DATA FOR THE TASK -
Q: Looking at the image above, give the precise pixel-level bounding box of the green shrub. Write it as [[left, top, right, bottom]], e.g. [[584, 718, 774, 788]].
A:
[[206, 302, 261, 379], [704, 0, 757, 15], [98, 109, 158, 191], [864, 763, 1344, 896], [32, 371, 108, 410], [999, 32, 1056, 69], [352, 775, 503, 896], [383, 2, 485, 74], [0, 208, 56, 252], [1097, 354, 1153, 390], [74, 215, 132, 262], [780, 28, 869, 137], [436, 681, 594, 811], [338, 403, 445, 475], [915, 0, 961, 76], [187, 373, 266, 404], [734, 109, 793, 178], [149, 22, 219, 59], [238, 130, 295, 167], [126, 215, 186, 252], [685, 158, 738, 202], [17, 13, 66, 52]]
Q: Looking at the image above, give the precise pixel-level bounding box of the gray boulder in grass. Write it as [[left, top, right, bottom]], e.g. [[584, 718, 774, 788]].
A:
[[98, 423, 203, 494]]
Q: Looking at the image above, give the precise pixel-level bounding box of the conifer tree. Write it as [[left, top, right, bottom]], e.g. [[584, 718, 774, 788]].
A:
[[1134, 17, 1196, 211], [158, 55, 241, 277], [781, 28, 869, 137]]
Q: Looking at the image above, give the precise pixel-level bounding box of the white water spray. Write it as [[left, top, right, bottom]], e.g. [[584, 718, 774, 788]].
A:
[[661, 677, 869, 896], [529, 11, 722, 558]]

EXERCISE OBJECTIVE - Copy the entries above word for word.

ANSWER -
Q: Looking at the image above, give the precise pixel-level bounding box of the green shrub. Write it as [[left, top, right, bottom]], e.g. [[584, 718, 774, 788]].
A:
[[206, 302, 261, 379], [704, 0, 757, 15], [98, 109, 158, 191], [864, 763, 1344, 896], [32, 371, 108, 410], [999, 32, 1056, 69], [352, 775, 503, 896], [383, 2, 485, 74], [0, 208, 56, 252], [1097, 354, 1153, 390], [74, 215, 132, 262], [780, 28, 869, 137], [436, 681, 594, 811], [338, 403, 445, 475], [915, 0, 961, 76], [187, 373, 266, 404], [734, 109, 793, 178], [149, 22, 219, 59], [238, 130, 295, 167], [126, 215, 186, 252], [685, 158, 738, 202], [17, 13, 66, 52]]
Q: Looking at the image above, give the precise pixel-level bounding box of the gray boulder in grass. Write it as [[left, top, right, bottom]], e.g. [[584, 718, 774, 788]].
A:
[[98, 423, 203, 494]]
Q: Looking at the image above, give the precise pixel-level bounding box of the conifer tree. Write it as [[left, top, right, bottom]], e.g. [[584, 718, 774, 788]].
A:
[[1134, 17, 1196, 211], [158, 55, 241, 277], [781, 28, 869, 137]]
Q: Looking at the image above, give the precise pixel-level bounding box of the white water spray. Write it as [[left, top, right, bottom]], e.g. [[584, 718, 774, 788]].
A:
[[661, 677, 869, 896], [529, 11, 722, 558]]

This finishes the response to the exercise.